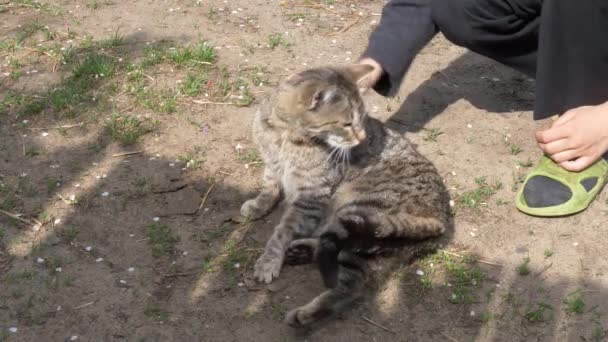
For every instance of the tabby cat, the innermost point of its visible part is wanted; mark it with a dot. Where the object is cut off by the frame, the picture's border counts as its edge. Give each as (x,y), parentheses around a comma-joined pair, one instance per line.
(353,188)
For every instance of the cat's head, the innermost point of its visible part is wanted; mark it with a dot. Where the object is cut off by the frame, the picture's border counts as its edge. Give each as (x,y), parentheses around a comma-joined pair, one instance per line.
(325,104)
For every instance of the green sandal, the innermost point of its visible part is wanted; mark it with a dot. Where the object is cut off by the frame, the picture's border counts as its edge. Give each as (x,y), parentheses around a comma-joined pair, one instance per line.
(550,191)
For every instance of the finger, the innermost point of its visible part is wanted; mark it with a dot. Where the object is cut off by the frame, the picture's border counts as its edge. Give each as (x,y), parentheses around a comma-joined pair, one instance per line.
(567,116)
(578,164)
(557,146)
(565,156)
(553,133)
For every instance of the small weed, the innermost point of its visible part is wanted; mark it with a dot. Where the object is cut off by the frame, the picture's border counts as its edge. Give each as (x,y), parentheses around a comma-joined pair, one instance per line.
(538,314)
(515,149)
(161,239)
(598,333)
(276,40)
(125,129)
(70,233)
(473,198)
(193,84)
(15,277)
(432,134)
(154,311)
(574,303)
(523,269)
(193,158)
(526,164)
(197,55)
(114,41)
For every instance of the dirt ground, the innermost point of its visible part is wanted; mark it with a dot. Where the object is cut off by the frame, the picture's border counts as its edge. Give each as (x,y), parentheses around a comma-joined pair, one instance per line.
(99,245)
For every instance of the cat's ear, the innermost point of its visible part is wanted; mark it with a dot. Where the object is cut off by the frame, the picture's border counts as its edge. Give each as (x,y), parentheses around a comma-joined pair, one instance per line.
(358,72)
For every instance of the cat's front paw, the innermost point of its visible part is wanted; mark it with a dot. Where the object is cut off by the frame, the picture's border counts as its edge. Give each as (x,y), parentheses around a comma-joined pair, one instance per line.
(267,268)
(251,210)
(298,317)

WHAT TO PRODUCE
Please transcribe every entry exactly as written, leaving the pictures out.

YOUR SOLUTION
For every instance of the tabby cat, the innermost point of its visible part is wanted; mark it with a dot. Where the object is cut off by the frame, the picture's border counts as its edge. Give each as (x,y), parentheses around a comma-joined pair, one instance per line.
(353,188)
For every instance of the cat's head, the innermost point of its visible part is wanted; mark it with a dot. Where the object is cut off by the frame, the picture's border counts as its edge. Give each as (x,y), parentheses around a comma-joined pair, one instance per line.
(325,104)
For every instance of the green sandal, the innermost point of its visible part is wanted; mark it with a dot. Where the object is cut off by the frame, the picture's border counts as its edge. Give each as (x,y), parentheses around a comma-joined pair, one instance per line.
(550,191)
For every instance of the finger, the innermost point of its visible part is wanted; mark it with a dot. Where the object is cut off by the frame, the picture's border counts as its edge. Give each as (x,y), parentheses around a comma-joined pair, one instance per line.
(567,116)
(578,164)
(557,146)
(565,156)
(553,133)
For every instance of the small weed, the innermost point of its visible part is wanted; mark it with a dot. Where the object is cut off by the frame, the picture's border counts as its edge. Give each as (x,y), parentheses around a comma-joined pair, one instance per line.
(538,314)
(515,149)
(161,239)
(598,333)
(276,40)
(125,129)
(70,233)
(473,198)
(193,84)
(15,277)
(432,134)
(154,311)
(574,303)
(523,269)
(193,158)
(526,164)
(197,55)
(114,41)
For every instance of the dirt ground, the innermost point of its visible part is wanted; mark it with a dot. Where the object is cut off by the frame, the picture's border counts as its edge. Give each as (x,y), parentheses around a comma-joined pair, one instance per line.
(99,245)
For every instance of the cat's ear, the innermost point of its visible part is wanted; mark it with a dot. Where the object is cut off by the frame, the picture's border counts as its edge. Give each as (x,y), parentheses around a comma-joined pair, one instance per line.
(358,72)
For every instance of the cat's front paw, the innermost point of its visible part is wanted; mark it with a dot. Where the object is cut off by the frame, the picture's border counts as its edge. Give each as (x,y), parentheses around a comma-joined pair, one instance per line.
(267,268)
(251,210)
(298,317)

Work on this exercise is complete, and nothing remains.